%%
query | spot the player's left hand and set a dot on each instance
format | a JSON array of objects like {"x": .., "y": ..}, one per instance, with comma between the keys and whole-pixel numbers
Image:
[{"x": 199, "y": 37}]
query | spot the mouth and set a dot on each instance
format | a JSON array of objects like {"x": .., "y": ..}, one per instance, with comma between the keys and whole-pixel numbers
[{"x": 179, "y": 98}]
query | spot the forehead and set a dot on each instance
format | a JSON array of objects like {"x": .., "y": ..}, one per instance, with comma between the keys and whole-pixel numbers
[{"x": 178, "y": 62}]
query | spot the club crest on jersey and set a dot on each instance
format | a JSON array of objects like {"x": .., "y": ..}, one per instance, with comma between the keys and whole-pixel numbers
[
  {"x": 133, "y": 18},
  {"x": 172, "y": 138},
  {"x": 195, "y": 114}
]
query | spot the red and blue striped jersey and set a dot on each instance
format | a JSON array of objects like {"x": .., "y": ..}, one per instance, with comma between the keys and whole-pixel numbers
%%
%%
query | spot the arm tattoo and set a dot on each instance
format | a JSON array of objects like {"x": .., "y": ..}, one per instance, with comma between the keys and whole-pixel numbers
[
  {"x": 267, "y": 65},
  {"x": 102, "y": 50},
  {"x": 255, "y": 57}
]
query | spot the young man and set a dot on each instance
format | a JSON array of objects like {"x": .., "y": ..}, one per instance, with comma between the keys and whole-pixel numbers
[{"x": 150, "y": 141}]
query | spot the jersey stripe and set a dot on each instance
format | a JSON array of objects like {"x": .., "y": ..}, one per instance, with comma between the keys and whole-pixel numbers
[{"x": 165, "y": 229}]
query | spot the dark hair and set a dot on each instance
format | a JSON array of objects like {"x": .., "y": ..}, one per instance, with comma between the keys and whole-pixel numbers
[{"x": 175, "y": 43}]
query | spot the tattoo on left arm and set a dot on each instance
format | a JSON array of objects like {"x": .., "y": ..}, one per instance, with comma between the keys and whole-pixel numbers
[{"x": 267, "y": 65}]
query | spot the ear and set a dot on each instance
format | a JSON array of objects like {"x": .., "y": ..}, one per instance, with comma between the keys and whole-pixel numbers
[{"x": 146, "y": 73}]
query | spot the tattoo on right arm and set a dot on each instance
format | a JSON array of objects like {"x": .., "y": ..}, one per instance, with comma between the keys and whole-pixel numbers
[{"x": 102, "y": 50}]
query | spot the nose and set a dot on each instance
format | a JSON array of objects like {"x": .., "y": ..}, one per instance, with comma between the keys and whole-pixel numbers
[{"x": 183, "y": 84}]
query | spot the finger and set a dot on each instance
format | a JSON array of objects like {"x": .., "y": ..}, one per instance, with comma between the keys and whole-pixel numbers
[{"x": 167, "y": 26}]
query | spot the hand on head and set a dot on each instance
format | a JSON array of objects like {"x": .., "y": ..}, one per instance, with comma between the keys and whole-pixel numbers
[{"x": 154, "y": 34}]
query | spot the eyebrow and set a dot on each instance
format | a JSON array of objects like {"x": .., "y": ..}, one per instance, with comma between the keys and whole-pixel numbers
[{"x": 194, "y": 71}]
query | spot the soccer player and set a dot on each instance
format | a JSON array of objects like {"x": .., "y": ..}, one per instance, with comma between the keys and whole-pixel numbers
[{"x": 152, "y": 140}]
%%
What is expected. Return, unchanged, the run of lines above that opens with the line containing "query | spot the arm" and closes with the line containing "query | spot the jersey". Include both.

Solved exercise.
query | spot the arm tattoo and set a dot on each instance
format | a JSON array of objects like {"x": .., "y": ..}, one per instance, with comma between the keys and whole-pixel numbers
[
  {"x": 267, "y": 65},
  {"x": 102, "y": 50},
  {"x": 255, "y": 57}
]
query | spot the young man and set a dot on each instance
format | a JSON array of objects like {"x": .., "y": ..}, one per instance, with comma between the keys and whole-pixel numbers
[{"x": 150, "y": 141}]
query | spot the jersey stripe and set a dot on each instance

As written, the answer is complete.